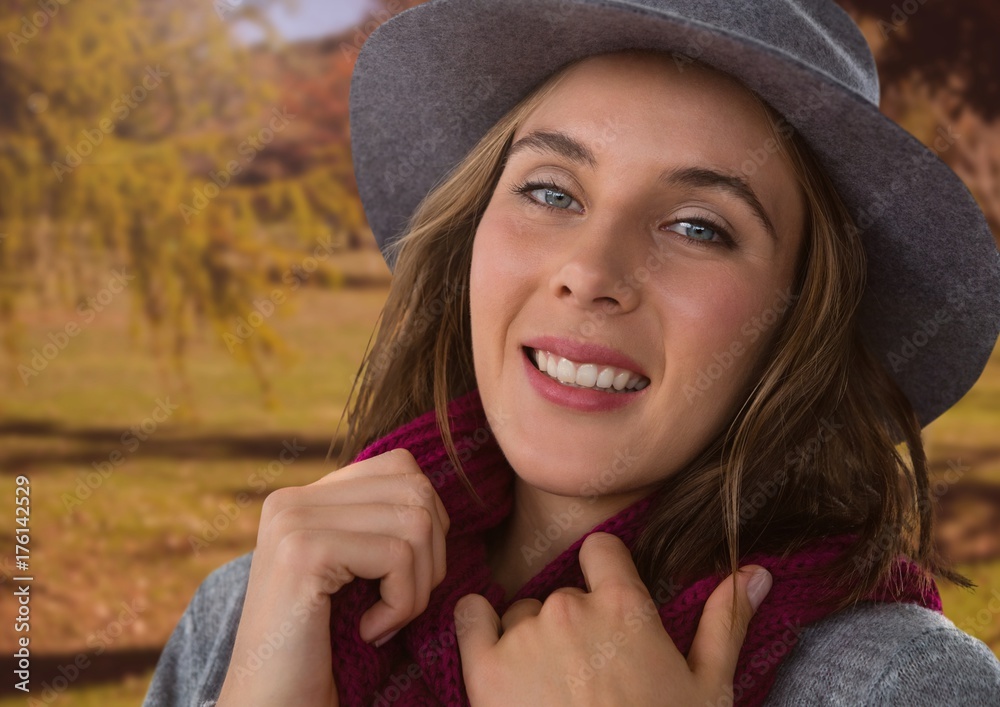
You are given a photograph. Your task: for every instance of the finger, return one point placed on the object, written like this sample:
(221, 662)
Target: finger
(519, 611)
(605, 559)
(388, 489)
(408, 523)
(332, 558)
(717, 642)
(396, 462)
(480, 628)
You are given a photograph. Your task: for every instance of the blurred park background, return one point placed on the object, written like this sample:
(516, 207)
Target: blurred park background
(165, 168)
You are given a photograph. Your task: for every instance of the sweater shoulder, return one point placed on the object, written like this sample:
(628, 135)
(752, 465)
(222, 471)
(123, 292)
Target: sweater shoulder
(194, 662)
(885, 654)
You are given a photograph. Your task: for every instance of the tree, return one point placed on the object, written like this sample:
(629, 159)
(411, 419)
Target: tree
(130, 138)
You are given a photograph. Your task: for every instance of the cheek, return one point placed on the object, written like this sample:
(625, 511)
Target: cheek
(498, 278)
(716, 319)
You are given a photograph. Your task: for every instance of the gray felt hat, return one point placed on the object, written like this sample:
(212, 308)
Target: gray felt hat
(432, 80)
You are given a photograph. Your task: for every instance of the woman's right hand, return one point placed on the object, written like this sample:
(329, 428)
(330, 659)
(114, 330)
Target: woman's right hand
(380, 518)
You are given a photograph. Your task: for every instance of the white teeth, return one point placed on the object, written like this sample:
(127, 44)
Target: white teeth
(588, 375)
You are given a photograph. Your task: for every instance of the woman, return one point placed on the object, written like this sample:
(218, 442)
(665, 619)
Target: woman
(652, 458)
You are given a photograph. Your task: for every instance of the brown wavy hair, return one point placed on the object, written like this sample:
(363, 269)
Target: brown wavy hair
(812, 452)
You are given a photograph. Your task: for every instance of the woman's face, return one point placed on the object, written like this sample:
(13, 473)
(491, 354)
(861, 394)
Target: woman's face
(644, 223)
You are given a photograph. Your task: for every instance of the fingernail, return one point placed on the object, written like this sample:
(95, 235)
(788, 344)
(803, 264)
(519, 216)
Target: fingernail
(384, 637)
(758, 587)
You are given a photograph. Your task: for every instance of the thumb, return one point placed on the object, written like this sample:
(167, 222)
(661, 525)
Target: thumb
(717, 643)
(477, 625)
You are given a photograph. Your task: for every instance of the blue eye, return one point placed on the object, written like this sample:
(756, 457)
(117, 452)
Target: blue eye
(697, 230)
(703, 232)
(550, 195)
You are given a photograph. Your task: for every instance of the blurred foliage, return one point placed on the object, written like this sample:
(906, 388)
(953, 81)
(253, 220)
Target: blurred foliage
(131, 137)
(947, 44)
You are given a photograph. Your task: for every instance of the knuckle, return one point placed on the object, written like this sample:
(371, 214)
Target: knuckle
(622, 597)
(295, 550)
(562, 607)
(275, 501)
(423, 486)
(416, 519)
(399, 550)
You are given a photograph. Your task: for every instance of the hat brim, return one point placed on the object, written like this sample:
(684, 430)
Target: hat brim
(430, 83)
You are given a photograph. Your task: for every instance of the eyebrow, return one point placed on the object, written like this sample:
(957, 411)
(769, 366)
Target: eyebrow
(691, 177)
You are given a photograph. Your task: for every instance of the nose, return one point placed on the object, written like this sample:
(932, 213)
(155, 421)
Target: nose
(592, 274)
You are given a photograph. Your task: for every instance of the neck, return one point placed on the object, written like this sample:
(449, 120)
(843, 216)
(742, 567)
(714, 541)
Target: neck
(541, 526)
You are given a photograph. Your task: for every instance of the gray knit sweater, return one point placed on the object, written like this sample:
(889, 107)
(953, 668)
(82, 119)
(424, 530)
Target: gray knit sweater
(872, 654)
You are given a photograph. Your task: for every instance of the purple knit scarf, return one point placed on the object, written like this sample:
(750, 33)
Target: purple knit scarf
(421, 664)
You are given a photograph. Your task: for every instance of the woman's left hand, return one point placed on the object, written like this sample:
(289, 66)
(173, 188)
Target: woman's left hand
(605, 646)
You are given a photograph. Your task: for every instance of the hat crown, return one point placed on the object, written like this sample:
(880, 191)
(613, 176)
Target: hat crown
(816, 33)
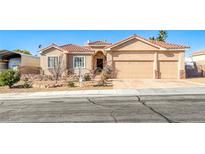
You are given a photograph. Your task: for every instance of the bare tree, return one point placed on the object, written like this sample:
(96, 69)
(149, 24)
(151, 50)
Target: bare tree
(58, 68)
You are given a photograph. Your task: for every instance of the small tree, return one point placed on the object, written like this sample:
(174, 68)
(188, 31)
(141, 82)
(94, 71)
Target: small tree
(58, 69)
(9, 78)
(23, 51)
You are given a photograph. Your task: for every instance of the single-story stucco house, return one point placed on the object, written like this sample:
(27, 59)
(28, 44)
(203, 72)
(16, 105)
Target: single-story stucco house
(14, 60)
(198, 57)
(131, 58)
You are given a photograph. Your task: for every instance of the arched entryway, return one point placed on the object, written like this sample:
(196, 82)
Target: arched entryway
(99, 61)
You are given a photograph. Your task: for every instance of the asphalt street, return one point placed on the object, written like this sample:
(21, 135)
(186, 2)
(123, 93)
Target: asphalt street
(133, 109)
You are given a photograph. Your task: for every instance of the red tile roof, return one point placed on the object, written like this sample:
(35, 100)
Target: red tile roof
(200, 52)
(75, 48)
(102, 43)
(152, 42)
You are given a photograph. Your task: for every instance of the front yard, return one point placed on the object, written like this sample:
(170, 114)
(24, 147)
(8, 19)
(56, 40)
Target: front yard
(64, 88)
(197, 80)
(12, 82)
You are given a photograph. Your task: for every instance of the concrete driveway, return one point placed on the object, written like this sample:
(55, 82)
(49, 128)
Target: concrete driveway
(154, 83)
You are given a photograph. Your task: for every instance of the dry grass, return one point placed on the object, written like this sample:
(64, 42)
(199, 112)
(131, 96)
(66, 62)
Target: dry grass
(198, 80)
(22, 90)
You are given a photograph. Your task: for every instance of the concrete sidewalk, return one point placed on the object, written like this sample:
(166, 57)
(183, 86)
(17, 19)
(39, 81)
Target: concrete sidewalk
(105, 93)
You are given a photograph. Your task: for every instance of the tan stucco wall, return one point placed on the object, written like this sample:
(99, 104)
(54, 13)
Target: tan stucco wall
(30, 61)
(167, 64)
(88, 66)
(134, 45)
(133, 55)
(168, 55)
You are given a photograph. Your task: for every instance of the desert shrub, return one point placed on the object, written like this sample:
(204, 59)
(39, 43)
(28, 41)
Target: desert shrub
(71, 84)
(87, 77)
(9, 78)
(27, 83)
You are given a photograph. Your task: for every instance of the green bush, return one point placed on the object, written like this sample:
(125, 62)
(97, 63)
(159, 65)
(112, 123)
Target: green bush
(87, 77)
(9, 78)
(71, 84)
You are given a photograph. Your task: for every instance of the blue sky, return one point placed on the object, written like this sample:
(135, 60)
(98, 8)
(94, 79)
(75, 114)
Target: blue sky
(31, 39)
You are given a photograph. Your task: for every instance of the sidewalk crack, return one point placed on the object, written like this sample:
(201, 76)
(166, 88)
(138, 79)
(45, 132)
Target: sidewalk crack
(153, 110)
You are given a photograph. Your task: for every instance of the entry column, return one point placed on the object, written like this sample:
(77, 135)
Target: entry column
(156, 67)
(181, 66)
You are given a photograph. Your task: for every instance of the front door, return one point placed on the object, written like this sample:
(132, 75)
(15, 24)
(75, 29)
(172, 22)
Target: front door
(99, 64)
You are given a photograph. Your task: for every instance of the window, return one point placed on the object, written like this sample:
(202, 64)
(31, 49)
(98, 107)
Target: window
(79, 62)
(52, 61)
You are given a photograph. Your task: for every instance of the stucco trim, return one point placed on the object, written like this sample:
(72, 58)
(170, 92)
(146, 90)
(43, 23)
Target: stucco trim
(74, 62)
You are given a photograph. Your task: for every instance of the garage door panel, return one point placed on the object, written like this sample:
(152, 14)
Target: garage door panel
(133, 69)
(168, 69)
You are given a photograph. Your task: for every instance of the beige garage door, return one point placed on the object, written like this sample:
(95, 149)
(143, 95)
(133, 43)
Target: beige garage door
(168, 70)
(133, 70)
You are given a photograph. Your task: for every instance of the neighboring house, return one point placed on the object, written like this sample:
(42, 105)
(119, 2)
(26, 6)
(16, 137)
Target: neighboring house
(14, 60)
(199, 57)
(131, 58)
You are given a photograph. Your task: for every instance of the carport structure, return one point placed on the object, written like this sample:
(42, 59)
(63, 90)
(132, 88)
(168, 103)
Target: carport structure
(14, 60)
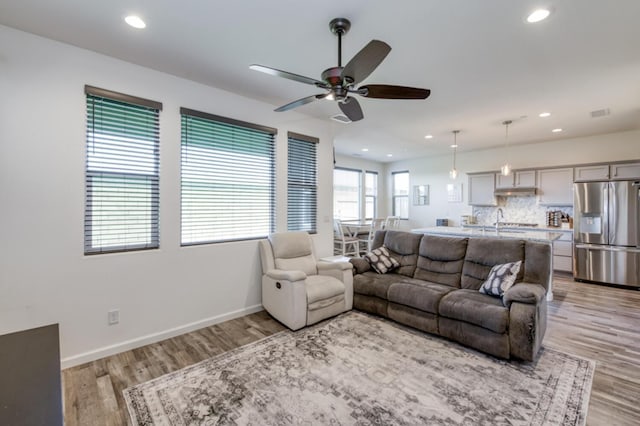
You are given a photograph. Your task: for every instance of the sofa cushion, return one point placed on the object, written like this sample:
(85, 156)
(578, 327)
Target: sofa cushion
(381, 261)
(403, 246)
(440, 260)
(500, 279)
(373, 284)
(475, 308)
(537, 264)
(483, 254)
(423, 296)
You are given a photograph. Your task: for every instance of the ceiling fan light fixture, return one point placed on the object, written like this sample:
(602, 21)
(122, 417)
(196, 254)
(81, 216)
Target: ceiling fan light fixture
(538, 15)
(135, 22)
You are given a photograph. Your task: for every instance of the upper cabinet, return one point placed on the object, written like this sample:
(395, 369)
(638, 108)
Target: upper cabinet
(517, 179)
(481, 188)
(625, 171)
(555, 187)
(589, 173)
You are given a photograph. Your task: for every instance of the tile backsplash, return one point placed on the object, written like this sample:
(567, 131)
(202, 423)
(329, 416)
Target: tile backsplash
(517, 209)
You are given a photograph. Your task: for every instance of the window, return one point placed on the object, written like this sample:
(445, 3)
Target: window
(346, 193)
(227, 179)
(301, 183)
(122, 172)
(370, 194)
(401, 194)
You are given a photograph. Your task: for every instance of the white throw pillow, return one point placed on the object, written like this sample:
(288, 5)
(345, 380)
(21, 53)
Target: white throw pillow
(381, 261)
(501, 278)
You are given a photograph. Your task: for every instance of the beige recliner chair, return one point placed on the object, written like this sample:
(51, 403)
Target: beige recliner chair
(297, 290)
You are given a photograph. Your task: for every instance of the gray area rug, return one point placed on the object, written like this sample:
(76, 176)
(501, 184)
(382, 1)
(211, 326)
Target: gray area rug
(361, 370)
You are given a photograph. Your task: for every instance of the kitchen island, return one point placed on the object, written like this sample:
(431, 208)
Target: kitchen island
(490, 232)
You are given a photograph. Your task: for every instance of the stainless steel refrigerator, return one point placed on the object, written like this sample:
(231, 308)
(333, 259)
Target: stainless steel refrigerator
(607, 232)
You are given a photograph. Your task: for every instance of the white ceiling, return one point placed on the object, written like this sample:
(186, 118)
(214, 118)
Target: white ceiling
(483, 63)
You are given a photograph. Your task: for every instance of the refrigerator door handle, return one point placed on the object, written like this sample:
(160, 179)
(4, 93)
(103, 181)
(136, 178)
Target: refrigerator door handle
(606, 209)
(612, 217)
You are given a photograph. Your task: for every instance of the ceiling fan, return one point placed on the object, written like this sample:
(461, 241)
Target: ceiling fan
(341, 82)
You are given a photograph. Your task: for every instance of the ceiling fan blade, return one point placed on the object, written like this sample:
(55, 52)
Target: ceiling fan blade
(365, 61)
(300, 102)
(289, 75)
(351, 108)
(385, 91)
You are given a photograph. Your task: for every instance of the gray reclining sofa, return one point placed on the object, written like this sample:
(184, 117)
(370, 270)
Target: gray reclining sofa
(435, 289)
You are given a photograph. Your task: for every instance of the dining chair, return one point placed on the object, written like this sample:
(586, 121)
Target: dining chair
(376, 225)
(344, 244)
(392, 222)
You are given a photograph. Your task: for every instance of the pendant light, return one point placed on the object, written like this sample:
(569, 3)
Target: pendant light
(506, 168)
(453, 173)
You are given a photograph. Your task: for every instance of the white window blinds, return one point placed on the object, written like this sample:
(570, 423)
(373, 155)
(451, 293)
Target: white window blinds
(302, 186)
(122, 172)
(227, 179)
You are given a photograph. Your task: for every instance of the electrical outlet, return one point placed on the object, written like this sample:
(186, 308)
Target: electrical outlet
(113, 316)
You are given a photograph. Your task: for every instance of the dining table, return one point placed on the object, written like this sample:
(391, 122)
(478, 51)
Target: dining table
(357, 227)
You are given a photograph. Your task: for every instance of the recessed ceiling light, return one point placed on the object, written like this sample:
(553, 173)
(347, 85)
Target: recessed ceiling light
(538, 15)
(135, 21)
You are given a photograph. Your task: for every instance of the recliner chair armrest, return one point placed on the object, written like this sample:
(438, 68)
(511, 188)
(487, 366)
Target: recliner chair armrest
(528, 293)
(360, 265)
(324, 266)
(279, 274)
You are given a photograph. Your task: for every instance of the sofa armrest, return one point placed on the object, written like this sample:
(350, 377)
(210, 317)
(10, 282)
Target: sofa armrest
(531, 294)
(279, 274)
(360, 265)
(340, 266)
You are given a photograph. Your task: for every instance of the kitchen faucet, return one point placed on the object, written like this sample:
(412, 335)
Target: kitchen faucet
(499, 215)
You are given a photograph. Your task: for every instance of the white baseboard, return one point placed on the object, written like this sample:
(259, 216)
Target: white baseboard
(105, 351)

————————

#### Exercise requirements:
Only those lines of the entries above that run from the line containing "Target: upper cabinet" to the line containing "the beige recliner", both included, should be transcribed exactly.

#### Response to this exercise:
Target: upper cabinet
(517, 179)
(481, 188)
(625, 171)
(555, 187)
(589, 173)
You are given a photograph. Your task: for every instance of the tile backsplash, return one point placed on the object, written like this sample:
(567, 131)
(202, 423)
(329, 416)
Target: tile backsplash
(517, 209)
You are given a photograph. Your task: for every instance of the window, return one point placed on the object, written like this sample:
(445, 3)
Target: window
(346, 193)
(227, 179)
(301, 183)
(122, 172)
(370, 194)
(401, 194)
You are given a photograph. Your task: for every instance of the white throw pillow, return one point placed on the object, written like this sample:
(288, 5)
(345, 380)
(21, 53)
Target: white throw pillow
(381, 261)
(501, 278)
You are given a photograph. Your task: for every instance of the beige recliner chair, return one point placed on the object, written like this sample:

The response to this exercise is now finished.